YOUR GOAL
In the records below, locate the line containing "neck visible in the image above.", then extract it and all following lines exactly, ending with the last line.

RECORDS SUPPLIED
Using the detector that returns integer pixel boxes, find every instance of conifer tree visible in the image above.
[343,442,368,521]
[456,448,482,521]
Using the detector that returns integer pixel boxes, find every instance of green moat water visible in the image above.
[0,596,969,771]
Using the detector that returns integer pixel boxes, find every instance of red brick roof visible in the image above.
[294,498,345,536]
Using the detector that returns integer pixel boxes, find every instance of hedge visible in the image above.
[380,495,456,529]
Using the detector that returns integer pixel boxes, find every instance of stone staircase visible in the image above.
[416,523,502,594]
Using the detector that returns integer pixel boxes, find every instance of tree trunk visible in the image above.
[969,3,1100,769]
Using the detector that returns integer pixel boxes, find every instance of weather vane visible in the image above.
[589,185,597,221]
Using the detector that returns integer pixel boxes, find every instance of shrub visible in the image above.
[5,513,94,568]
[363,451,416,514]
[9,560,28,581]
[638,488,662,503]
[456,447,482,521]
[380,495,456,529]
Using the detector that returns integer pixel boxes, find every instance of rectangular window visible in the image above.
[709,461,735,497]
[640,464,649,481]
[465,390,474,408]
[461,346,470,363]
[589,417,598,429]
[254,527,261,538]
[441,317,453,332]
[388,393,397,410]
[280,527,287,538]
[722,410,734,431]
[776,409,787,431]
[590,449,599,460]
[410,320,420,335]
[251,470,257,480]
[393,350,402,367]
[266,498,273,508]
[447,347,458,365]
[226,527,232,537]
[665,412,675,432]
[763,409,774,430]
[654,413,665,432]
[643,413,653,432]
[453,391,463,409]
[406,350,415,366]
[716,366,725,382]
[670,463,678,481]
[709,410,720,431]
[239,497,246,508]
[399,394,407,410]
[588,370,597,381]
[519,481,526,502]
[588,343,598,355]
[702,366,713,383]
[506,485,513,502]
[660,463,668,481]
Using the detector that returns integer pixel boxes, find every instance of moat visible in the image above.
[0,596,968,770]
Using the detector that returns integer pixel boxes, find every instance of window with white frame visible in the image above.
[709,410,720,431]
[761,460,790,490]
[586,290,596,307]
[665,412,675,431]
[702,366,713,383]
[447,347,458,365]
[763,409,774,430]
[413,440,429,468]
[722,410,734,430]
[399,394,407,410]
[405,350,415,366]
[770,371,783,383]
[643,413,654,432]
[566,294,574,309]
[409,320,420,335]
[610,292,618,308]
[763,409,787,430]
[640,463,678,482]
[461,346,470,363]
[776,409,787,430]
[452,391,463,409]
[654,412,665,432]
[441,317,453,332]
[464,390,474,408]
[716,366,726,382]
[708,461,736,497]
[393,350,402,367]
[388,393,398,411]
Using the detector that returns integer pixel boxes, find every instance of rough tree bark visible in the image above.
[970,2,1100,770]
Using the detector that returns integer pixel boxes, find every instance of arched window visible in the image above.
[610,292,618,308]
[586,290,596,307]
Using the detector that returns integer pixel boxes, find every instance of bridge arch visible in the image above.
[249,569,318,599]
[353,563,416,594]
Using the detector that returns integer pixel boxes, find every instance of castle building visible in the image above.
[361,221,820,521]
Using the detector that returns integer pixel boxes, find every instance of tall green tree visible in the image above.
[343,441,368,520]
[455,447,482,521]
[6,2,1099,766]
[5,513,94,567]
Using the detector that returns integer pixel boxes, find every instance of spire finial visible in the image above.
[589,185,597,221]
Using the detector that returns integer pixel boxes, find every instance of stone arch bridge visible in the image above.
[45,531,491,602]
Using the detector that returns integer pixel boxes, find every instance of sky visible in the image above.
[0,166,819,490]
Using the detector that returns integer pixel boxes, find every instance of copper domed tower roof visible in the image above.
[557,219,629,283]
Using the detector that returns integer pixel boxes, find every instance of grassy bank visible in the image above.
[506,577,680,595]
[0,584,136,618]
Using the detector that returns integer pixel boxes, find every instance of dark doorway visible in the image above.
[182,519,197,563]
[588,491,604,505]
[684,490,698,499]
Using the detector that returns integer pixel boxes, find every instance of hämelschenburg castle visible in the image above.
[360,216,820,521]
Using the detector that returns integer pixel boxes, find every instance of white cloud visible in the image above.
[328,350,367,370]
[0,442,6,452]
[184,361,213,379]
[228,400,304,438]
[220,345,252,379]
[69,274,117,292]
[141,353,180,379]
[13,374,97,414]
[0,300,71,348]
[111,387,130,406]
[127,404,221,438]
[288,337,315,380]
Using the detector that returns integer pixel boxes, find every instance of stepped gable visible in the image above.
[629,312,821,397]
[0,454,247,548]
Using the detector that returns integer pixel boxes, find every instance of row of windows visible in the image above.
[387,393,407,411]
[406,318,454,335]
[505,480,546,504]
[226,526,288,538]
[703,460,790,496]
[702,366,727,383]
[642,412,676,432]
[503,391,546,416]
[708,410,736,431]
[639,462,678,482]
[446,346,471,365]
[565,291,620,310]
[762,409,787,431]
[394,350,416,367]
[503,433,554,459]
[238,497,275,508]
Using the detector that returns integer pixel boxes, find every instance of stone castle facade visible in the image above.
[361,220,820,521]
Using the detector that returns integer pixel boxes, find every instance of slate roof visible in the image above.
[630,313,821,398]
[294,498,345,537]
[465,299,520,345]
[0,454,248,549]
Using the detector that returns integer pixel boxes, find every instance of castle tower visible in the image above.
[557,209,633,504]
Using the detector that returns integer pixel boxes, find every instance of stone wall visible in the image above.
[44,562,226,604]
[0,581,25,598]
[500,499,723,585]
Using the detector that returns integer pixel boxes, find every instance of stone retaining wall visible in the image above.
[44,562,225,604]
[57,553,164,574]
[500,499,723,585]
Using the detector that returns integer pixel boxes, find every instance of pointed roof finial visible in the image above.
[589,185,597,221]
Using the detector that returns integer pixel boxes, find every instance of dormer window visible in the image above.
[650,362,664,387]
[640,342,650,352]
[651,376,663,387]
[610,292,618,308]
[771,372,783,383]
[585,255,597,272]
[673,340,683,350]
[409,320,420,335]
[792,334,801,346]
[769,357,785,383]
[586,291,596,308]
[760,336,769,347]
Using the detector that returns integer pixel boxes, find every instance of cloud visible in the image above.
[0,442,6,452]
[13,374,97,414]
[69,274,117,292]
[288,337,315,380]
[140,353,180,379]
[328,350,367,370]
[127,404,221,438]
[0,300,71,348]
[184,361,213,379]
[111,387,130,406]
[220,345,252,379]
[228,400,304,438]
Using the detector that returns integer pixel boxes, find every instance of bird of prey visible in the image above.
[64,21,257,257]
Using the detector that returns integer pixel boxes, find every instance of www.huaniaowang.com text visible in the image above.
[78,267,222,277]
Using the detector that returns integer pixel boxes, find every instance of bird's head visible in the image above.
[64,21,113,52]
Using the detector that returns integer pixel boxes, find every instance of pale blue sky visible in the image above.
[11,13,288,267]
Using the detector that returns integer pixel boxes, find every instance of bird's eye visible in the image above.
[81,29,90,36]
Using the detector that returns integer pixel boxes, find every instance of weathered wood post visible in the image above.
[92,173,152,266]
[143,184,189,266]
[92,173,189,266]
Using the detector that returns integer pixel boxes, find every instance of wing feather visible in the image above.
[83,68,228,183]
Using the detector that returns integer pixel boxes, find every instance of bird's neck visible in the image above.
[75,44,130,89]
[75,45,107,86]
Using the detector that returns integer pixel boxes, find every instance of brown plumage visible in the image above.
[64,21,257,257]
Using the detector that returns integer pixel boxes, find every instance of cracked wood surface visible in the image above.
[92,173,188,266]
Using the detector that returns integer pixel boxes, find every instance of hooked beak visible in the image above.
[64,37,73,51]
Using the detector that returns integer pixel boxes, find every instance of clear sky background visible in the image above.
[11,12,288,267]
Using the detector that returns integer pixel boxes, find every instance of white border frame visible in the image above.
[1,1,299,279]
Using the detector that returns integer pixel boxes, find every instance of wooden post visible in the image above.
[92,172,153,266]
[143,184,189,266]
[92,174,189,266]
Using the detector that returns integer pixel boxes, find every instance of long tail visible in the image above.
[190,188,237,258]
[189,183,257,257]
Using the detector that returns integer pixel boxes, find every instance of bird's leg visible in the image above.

OUTPUT FOR THIS TASK
Using the detector that returns integer pixel boxes, find every instance of bird's neck visible in the image above.
[75,44,130,89]
[75,45,107,86]
Using the detector that returns integer pixel boxes, find every instance of brown plumage visible in the image above.
[64,21,257,257]
Using the detector that returns integer pixel boxes, find every instance of cracked wood surface visible in the image above.
[92,173,188,266]
Using the detector that returns integer pixel boxes, find every instance of hooked beak visible in the image above.
[64,37,73,51]
Using the detector that returns integer pixel boxes, find every instance of clear sky background visible in the image above.
[11,12,288,267]
Using the detector that returns integer pixel boxes, find every instance of white border frame visible in the image above.
[1,1,299,279]
Using the detector that returns integer pixel boxes, find every instance of wooden post visible in the image above.
[92,172,153,266]
[143,184,189,266]
[92,174,189,266]
Using the detector that returns integer pixel boxes, find every instance of long tail visible in the image above.
[190,188,237,258]
[189,183,257,257]
Using the detector that returns integer pixel boxes, find every instance of bird's leg visible in the image above.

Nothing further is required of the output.